# EXTRACT PROVIDED
________________________________________

Friday, December 09, 2011

Real Catholic TV: Luther and the Immaculate Conception


I just listened to Dr. White's recent evaluation of Real Catholic TV's video on the immaculate conception.  When Roman Catholics find a Luther tidbit about Mary that seems to support Mariolatry, they run with it, even if the context contradicts the evidence they're using. This quote is being taken entirely out of context. It has nothing to do with Mary's immaculate conception. Rather than discussing Mary’s sinlessness, Luther's later writings insist Christ’s sinlessness was due entirely to the miraculous work of the Holy Spirit during His conception. The quote isn't about Mary's conception in her mother's womb, it's about Christ's conception in Mary's womb.

Here is the quote in context. In 1532 he preached:

Mary said, Behold the handmaid of the Lord; be it unto me according thy word.
14. That day, that moment when Mary assented to the angel Gabriel's announcement, Christ was conceived. In that hour when she said, "Be it unto me according to thy word," she conceived and became the mother of God; and Christ, therewith, became true God and true man in one person. Even though he is a tiny fetus, at that moment he is both God and man in Mary's womb, an infant, and Mary is the mother of God.

15. The Turks and the Jews make fun of this article of faith and feel that they have excellent reason to deride it. For that matter, we could banter about it as well as they. But as Christians, we must firmly hold onto this article of faith and never waver. From the beginning of time it has been prophesied that God's Son would become man and that his mother would be a virgin. The first prophecy given Adam and Eve soon after the fall (Gen. 3:15) stated: "And I will put enmity between thee and the woman, and between thy seed and her seed; it shall bruise thy head, and thou shall bruise his heel." God does not say the seed of the man, but rather the seed of the woman. Therefore, the mother of this serpent crusher must be a virgin. Later the patriarchs and the prophets also prophesied of this, until finally the beloved apostles proclaimed it to all the world. We have been baptized into this faith and are called Christians because we believe and confess it to be true. Let us, therefore, persevere unwaveringly in this faith. And if, as time goes on, sectarian spirits deny it, let us take a staunch stand in behalf of it.

________________________________________

# ROWS
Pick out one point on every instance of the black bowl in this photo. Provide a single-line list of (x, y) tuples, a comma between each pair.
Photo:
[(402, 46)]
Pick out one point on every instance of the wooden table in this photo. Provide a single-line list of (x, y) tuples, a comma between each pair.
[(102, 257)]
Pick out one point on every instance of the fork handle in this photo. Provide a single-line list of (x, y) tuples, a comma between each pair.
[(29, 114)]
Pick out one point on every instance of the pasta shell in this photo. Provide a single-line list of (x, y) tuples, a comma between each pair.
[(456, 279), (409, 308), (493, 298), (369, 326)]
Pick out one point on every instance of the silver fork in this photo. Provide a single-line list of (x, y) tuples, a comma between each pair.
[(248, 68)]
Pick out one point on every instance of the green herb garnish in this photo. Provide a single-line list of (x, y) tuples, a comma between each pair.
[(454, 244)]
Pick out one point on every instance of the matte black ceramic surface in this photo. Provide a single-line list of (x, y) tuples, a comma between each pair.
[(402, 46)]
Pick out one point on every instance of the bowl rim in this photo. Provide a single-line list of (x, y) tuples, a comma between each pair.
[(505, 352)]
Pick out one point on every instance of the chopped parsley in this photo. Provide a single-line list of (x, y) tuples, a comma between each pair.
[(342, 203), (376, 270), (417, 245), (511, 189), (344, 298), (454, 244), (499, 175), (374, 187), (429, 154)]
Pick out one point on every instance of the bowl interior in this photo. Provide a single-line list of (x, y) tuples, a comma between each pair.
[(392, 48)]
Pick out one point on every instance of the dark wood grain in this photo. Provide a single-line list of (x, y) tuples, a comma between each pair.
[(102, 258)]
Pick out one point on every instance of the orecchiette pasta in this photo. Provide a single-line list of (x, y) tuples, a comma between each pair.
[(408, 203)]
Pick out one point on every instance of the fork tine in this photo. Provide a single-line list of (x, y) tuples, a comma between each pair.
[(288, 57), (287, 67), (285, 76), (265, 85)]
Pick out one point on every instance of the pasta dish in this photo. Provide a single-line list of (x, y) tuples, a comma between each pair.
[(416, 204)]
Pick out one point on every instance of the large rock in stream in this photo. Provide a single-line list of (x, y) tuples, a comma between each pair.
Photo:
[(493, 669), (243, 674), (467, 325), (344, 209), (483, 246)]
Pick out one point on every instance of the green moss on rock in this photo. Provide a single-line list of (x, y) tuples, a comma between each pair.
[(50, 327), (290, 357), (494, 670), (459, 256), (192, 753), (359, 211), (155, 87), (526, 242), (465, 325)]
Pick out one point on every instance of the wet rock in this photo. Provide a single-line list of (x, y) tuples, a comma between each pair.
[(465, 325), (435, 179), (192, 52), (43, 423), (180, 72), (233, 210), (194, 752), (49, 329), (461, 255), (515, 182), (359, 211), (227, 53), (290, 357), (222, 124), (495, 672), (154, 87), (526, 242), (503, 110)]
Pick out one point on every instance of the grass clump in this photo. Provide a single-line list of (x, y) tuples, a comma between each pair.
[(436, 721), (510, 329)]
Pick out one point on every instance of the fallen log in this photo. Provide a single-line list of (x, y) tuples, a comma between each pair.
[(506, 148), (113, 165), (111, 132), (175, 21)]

________________________________________

# TASKS TO COMPLETE
1/ Decide whether each statement agrees with the post on Luther and the immaculate conception, answering yes or no and quoting the deciding words of the post: (a) Luther preached the quoted sermon in 1532. (b) The post says the quote is about Mary's conception in her mother's womb. (c) The sermon says the first prophecy speaks of the seed of the man.
2/ Proceed with the post on Luther and the immaculate conception, writing on from the last sentence shown.
The data above has no connection to the post on Luther and the immaculate conception.

# RESULTS FOR THE EXERCISE
1/
(a) Yes: "In 1532 he preached:"
(b) No: "The quote isn't about Mary's conception in her mother's womb, it's about Christ's conception in Mary's womb."
(c) No: "God does not say the seed of the man, but rather the seed of the woman."

2/
16. This article is really the bottom line. Christ wanted his beginning to be like ours, but without sin, because he wanted to sanctify us wholly. We begin life in sin, we are conceived in sin, born in sin, no matter whether we be emperor, king, prince, rich, or poor; every human being is conceived in sin according to Psalm 51:5. Only Christ has the distinction and the honor to have been conceived by the Holy Ghost's power. Since from our conception we are sinful, we are people whose flesh and blood and everything about us are soiled by sin, as indeed we see in ourselves; or when we look at those around us in the world, beset by evil desire, pride, multiple devils, and miserable unbelief. Thus we are conceived and born. For all of mankind is conceived and born in accord with creation's decree, as recorded (Gen. 1:28): `Be fruitful, and multiply, and replenish the earth." Christ could not be subject to such impure sinful conception and birth. He, indeed, was a genuinely true, natural human being, but not conceived or born in sin as all other descendants of Adam. That is why his mother had to be a virgin whom no man had touched, so that he would not be born under the curse, but rather conceived and born without sin, so that the devil had no right or power over him. Only the Holy Spirit was present to bring about the conception in her virgin body. Mother Mary, like us, was born in sin of sinful parents, but the Holy Spirit covered her, sanctified and purified her so that this child was born of flesh and blood, but not with sinful flesh and blood. The Holy Spirit permitted the Virgin Mary to remain a true, natural human being of flesh and blood, just as we. However, he warded off sin from her flesh and blood so that she became the mother of a pure child, not poisoned by sin as we are.

17. Thus what the angel spake came true: "He shall be great, and shall be called the Son of the Highest." For in that moment when she conceived, she was a holy mother filled with the Holy Spirit and her fruit is a holy, pure fruit, at once true God and truly man, in one person. In time, then, this godly mother gave birth to God's Son, a genuine man, but without any sin. Undoubtedly, his blood was red, his flesh, white; he suckled at his mother's breasts, ate porridge, cried, and slumbered like any other child; but his flesh and blood were holy and pure. He is a holy person, the son of a pure virgin and God's Son, true God and man in one person. [Sermons of Martin Luther Vol. 7 (Grand Rapids: Baker Books, 2000), pp. 291-293].

In 1534 Luther explained that Christ was “born of a young maiden, as you and I are born of our mothers. The only difference is that the Holy Spirit engineered this conception and birth, while in contrast we mortals are conceived and born in sin.”[Ibid., 294.]. As Jaroslov Pelikan has noted, Mary functioned in Luther’s theology as “the guarantee of the reality of the incarnation and of the human nature of Christ.”

11 comments:

Pastor Aaron said...

We Methodists just assume Mary was entirely sanctified... so much easier than digging into Joachim and Anna's sex life...oh, and it's in Scripture, too.

Lockheed said...

So you replace one error with another? She was neither immaculately conceived nor entirely sanctified, rather, she was chosen by God as the vessel by which Christ would come into the world, and because of that she was highly favored. Anything more than that detracts from the focus and intent of Scripture, the birth of the Divine Logos, Jesus the Christ.

Robert Hagedorn said...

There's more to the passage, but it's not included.